▶ **Task requirements**: Copy the forum post about building a thread pool word for word, from its first sentence to its last.

▶ **Document passage**:
========

Let's say I wanted to create my own thread pool class.  I attempted this at first by making a thread manager class and in its constructor creating boost::thread objects and letting the objects expire naturally, when they went out of scope.  The threads themselves and its function seemed to be running fine, but when I started encountering problems I wondered if the thread object needed to remain in scope.  So I switched to creating boost::thread objects on the heap with new, but this didn't solve my problems, and by doing it this way I found out about the mem leaks.  So my first question is what is the best way to make a thread pool, and are there any pratfalls to watch out for?

========

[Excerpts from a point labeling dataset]
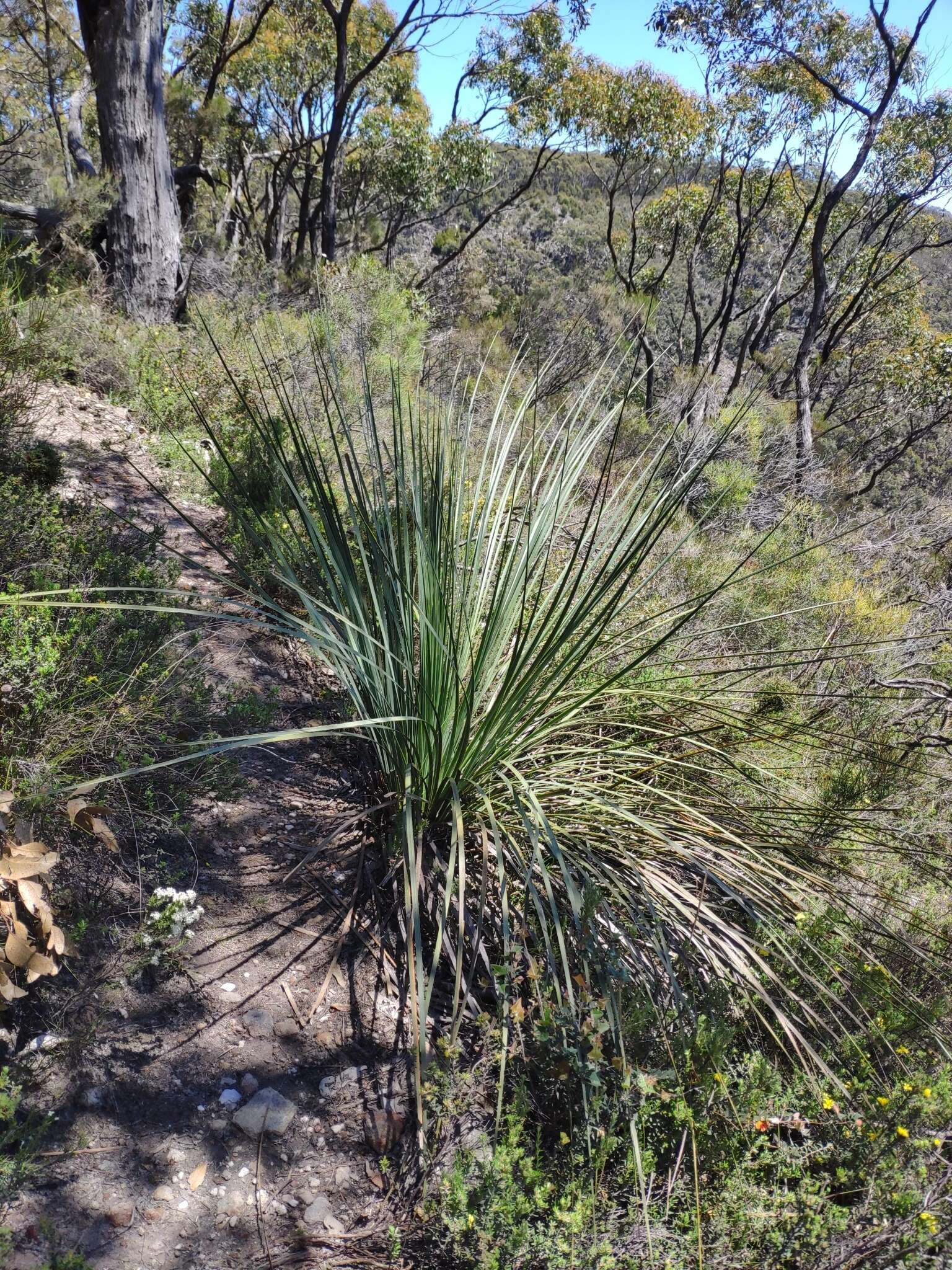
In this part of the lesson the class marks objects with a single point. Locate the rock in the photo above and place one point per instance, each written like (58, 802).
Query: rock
(258, 1023)
(45, 1041)
(384, 1129)
(120, 1212)
(318, 1209)
(231, 1203)
(268, 1110)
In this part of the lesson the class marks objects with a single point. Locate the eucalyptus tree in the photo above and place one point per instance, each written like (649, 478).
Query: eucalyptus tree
(861, 84)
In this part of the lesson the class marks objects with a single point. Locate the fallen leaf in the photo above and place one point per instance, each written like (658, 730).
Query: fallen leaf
(17, 950)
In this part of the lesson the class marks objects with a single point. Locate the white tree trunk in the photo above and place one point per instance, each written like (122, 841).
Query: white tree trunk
(123, 42)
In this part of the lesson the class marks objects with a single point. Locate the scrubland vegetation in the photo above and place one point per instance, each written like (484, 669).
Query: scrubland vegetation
(603, 461)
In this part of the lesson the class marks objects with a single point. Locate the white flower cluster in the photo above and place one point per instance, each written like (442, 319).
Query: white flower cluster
(170, 915)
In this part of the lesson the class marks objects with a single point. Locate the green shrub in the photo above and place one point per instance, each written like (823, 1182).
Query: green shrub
(83, 689)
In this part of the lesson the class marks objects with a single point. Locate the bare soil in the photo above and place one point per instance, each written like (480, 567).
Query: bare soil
(152, 1170)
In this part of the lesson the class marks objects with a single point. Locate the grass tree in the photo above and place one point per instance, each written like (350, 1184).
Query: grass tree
(560, 799)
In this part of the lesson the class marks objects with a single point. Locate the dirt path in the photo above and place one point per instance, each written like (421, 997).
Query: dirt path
(148, 1091)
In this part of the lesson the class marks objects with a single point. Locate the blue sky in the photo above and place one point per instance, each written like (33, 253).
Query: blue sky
(619, 35)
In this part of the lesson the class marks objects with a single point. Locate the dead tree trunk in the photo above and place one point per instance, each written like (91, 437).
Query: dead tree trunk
(123, 41)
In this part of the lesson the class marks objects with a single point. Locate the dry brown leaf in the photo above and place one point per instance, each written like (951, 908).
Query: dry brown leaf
(31, 895)
(104, 833)
(29, 850)
(17, 950)
(9, 991)
(17, 869)
(89, 817)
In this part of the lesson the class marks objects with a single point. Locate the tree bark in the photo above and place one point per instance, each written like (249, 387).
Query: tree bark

========

▶ **Task answer**:
Let's say I wanted to create my own thread pool class.  I attempted this at first by making a thread manager class and in its constructor creating boost::thread objects and letting the objects expire naturally, when they went out of scope.  The threads themselves and its function seemed to be running fine, but when I started encountering problems I wondered if the thread object needed to remain in scope.  So I switched to creating boost::thread objects on the heap with new, but this didn't solve my problems, and by doing it this way I found out about the mem leaks.  So my first question is what is the best way to make a thread pool, and are there any pratfalls to watch out for?